REQUEST A: In the data center passage below, why are large data centers in Saudi Arabia folded into power-system and infrastructure planning instead of being handled as a purely IT issue?

PASSAGE PROVIDED:
begin
Alongside power, fuel, and water, digital connectivity increasingly emerges as a foundational element of the infrastructure required to support large-scale data centre development. High-capacity domestic fibre networks, international connectivity, redundancy, and resilience across transmission routes may be as determinative for siting and scalability as access to grid capacity or water resources, particularly for hyperscale and mission-critical facilities with latency-sensitive workloads. In that sense, digital connectivity becomes another layer of infrastructure that must be planned in parallel with power, fuel, and water, rather than after the fact.
Recent policy communications have placed increasing emphasis on integrating large new loads into system-level planning and on siting such loads in locations that are compatible with grid capacity and long-term network development. In practice, this might mean aligning investment decisions for major digital and industrial clusters with the Kingdom’s broader objectives around reliability, affordability, and the energy transition, and managing the risks associated with fragmented, purely demand-driven build-out.
In Saudi Arabia, large data centres are increasingly treated as large industrial consumers with continuous high-density loads that are strategically important to the digital economy, and therefore are integrated into power-system and infrastructure planning rather than handled as a purely IT issue. This GT Advisory outlines the main legal, regulatory, and whole-of-system considerations for investors, operators, and policymakers engaging with Saudi Arabia’s evolving data centre landscape.
end
REQUEST B: Gather all lines of the listing below that contain the string "every", with case counting.

(Some records)
begin
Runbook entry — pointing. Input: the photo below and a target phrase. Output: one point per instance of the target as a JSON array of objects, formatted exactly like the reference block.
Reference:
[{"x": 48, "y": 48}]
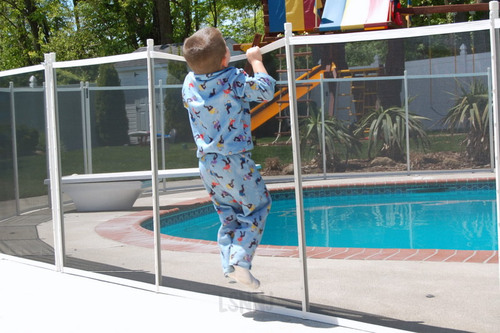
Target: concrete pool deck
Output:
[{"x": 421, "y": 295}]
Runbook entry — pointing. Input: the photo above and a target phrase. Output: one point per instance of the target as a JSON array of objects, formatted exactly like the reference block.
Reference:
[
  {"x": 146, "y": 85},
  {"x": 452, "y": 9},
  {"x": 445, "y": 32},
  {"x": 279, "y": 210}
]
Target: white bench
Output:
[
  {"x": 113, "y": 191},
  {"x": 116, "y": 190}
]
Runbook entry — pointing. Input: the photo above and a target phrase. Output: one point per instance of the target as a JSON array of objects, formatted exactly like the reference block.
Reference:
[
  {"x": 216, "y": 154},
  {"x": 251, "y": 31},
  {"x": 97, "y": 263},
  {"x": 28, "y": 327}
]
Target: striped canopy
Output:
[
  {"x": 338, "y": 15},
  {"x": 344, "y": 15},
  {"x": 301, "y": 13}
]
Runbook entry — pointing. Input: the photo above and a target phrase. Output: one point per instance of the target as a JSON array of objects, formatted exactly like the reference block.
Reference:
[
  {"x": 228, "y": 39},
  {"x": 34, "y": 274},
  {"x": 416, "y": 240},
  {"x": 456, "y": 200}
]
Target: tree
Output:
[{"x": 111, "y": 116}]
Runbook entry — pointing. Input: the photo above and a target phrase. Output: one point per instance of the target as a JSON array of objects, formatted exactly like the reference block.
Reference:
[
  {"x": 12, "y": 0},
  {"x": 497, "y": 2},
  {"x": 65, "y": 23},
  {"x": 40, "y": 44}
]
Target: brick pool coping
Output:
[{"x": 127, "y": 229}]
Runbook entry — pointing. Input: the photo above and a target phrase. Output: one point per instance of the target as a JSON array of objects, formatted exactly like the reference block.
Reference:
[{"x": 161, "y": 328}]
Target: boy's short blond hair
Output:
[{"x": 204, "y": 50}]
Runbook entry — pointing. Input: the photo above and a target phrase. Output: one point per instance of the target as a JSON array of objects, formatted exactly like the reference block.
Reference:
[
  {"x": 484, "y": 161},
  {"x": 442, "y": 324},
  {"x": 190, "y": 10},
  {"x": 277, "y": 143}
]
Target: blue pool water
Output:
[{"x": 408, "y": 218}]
end
begin
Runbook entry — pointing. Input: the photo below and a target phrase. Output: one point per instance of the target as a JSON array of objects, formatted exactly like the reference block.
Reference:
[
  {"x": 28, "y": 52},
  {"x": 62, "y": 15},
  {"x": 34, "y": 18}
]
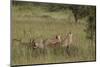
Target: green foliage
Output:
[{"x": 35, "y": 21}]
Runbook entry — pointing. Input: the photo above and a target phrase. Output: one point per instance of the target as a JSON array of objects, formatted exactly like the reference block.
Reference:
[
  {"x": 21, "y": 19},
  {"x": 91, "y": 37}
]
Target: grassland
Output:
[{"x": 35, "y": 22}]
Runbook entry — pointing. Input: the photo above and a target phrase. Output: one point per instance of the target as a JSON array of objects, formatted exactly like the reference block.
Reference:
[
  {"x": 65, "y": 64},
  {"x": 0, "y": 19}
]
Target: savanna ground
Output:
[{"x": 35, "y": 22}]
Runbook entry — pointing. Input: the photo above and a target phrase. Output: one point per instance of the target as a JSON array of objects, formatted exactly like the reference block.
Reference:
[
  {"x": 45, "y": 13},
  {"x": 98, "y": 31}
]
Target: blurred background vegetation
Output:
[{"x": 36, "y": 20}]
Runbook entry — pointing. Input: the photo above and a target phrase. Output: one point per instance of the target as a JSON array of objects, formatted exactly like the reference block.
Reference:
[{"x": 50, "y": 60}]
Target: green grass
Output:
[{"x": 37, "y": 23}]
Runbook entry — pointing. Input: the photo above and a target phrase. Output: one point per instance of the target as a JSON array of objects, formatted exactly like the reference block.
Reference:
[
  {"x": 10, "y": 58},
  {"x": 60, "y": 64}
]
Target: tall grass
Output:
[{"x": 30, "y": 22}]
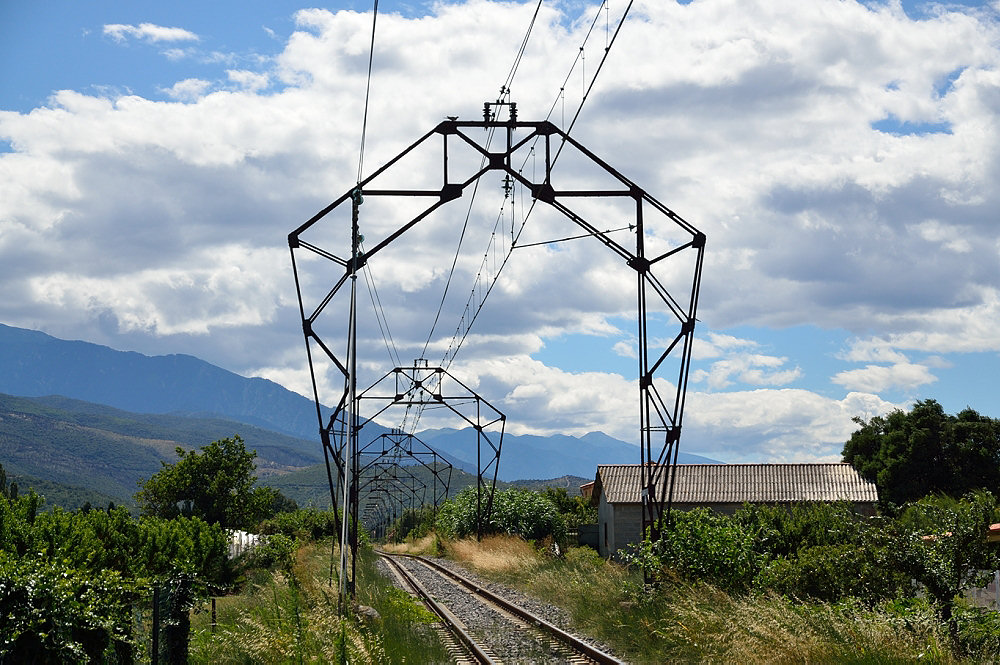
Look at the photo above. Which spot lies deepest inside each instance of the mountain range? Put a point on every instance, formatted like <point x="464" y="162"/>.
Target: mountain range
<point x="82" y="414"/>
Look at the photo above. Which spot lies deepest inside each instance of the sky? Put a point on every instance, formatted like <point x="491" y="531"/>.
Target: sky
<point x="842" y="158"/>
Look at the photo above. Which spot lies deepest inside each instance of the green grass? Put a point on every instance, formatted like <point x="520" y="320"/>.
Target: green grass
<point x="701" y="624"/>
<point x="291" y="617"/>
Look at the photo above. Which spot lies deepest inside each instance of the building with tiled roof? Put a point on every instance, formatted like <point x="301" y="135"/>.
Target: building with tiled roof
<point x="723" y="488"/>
end
FINISHED ANSWER A: In Saudi Arabia, large data centers are treated as large industrial consumers whose continuous, high-density loads are strategically important to the digital economy. That is why they are integrated into power-system and infrastructure planning instead of being handled as a purely IT issue.

FINISHED ANSWER B:
Look at the photo above. Which spot lies deepest inside each instance of the mountain range? Put a point on every instance, formatted like <point x="464" y="162"/>.
Look at the photo above. Which spot lies deepest inside each instance of the sky? Put a point on every instance, formatted like <point x="491" y="531"/>.
Look at the photo above. Which spot lies deepest inside each instance of the green grass? Put a point on every instance, formatted like <point x="520" y="320"/>.
Look at the photo above. Which spot lies deepest inside each instance of the building with tiled roof? Put a point on every instance, formatted like <point x="301" y="135"/>.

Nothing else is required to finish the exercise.